[Records from a collection]
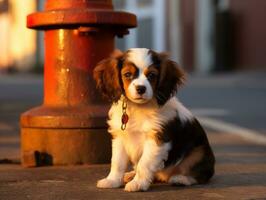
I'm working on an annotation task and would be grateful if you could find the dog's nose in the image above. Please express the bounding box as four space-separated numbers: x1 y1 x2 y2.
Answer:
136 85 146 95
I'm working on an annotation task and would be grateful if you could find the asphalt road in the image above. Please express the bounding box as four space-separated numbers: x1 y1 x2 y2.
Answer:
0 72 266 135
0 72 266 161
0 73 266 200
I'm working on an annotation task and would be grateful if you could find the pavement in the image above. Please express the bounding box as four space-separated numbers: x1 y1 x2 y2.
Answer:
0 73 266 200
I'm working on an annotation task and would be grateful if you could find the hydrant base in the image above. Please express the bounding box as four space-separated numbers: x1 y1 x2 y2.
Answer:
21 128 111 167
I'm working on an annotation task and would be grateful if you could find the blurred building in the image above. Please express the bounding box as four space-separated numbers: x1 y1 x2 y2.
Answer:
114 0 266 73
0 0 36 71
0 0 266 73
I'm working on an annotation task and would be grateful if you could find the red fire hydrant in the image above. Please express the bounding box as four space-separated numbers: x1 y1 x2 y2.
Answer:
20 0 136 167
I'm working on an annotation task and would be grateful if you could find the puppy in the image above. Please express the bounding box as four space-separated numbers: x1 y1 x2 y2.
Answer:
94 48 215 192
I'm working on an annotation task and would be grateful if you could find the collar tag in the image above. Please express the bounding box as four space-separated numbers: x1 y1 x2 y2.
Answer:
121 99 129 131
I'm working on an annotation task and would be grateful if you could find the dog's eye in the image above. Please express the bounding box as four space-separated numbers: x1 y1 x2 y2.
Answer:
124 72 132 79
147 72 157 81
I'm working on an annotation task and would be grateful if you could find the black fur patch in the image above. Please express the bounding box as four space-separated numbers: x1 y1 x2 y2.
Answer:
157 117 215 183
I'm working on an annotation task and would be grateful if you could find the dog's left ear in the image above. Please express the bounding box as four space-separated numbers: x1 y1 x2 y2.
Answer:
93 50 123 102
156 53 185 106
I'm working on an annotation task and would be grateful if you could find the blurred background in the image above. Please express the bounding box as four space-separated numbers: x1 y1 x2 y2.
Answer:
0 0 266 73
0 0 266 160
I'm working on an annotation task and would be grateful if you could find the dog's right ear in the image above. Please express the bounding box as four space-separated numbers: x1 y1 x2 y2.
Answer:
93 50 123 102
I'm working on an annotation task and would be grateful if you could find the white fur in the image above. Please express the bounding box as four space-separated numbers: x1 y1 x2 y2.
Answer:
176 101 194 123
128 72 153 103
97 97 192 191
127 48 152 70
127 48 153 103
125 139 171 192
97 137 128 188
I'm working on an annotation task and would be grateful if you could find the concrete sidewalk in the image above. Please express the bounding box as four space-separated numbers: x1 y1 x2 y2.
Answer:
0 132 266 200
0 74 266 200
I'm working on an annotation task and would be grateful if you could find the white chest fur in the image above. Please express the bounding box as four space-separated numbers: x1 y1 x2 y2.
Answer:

■ Exercise:
Reproduce every item above word for word, leaving out the pictures.

■ Result for this task:
I'm working on an annotation task and would be grateful if you could find the dog's nose in the image above. Please express the bounding box as four space-separated numbers: x1 y1 x2 y2.
Answer:
136 85 146 95
I'm working on an annotation task and would be grateful if you could find the asphalt road in the image above. Please express the bounding box as four space-separated numbers: x1 y1 x2 y2.
Answer:
0 72 266 135
0 72 266 161
0 73 266 200
I'm working on an annotation task and would be grateful if you could find the pavement in the image above. Please express the bounding box as four space-separated numbers: x1 y1 x2 y2.
Answer:
0 73 266 200
I'm working on an annotation task and would be grateful if you could find the hydrant base in the image above. Please express the bounding box as four space-separated numbers: x1 y1 x2 y2.
Answer:
21 128 111 167
I'm working on an annotation task and would be grateful if you could find the blurred building in the image above. Please express the bounding box as four space-separated numbers: x1 y1 x2 y2.
Answer:
114 0 266 73
0 0 36 71
0 0 266 73
I'm working on an annotation task and would be grateful if you could find the red fire hydrant in the image above. Please express the bounding box as four space-separated numbers: x1 y1 x2 y2.
Answer:
20 0 136 167
I'm working on an annotation task and would be grateful if you could find the puppy in the image above. Please express the bounding box as four space-separated numbers: x1 y1 x2 y2.
Answer:
94 48 215 192
I'm working on an annotation task and would be grateful if you could find the collar tag in the image above. Please express the bounding box as four space-separated numbers: x1 y1 x2 y2.
Answer:
121 99 129 131
I'm working on an annotation task and would be grateful if you could find the dog's eye in the image above. Please express the bounding box as four space-separated numbers: x1 y1 x2 y2.
Answer:
124 72 132 79
147 72 157 81
I'm working on an annotation task and would be grateful if you could find the black fur patch in the image above. Please express the bounding box as four space-separated numbers: x1 y1 x2 y2.
Answer:
157 117 215 183
I'm working on an annotation task and would be grateful if you could find the dog's left ear in the image above. Please express the bounding box as four space-separated numbers: x1 y1 x2 y2.
Answer:
93 50 123 102
156 53 185 106
I'm working on an annotation task and would be grateful if you could find the blurred background in the image above. Please express the bounding box as four space-separated numbers: x1 y1 x2 y2.
Answer:
0 0 266 73
0 0 266 160
I'm working on an annotation task and would be grateful if you could find the dog's right ear in the image above. Please express the bounding box as four space-separated numbers: x1 y1 x2 y2.
Answer:
93 50 123 102
I'm working on an annotation task and would be grateful if you could find the white fur in the image above. Please express the bounding box as four space-separated numbers: x1 y1 x2 y2.
Answer:
176 101 194 123
128 72 153 103
97 97 192 191
127 48 152 70
127 48 153 103
125 139 171 192
97 137 128 188
I'm working on an annotation task and would be grateful if you could find the concrete sidewalk in the image above. Please express the bounding box as four space-separated numbers: x1 y1 x2 y2.
Answer:
0 132 266 200
0 74 266 200
I'm working on an annotation task and would be grateful if you could find the white chest fur in the image above. Please express the bounding box as four space-separated numbers: x1 y1 x2 y2.
Answer:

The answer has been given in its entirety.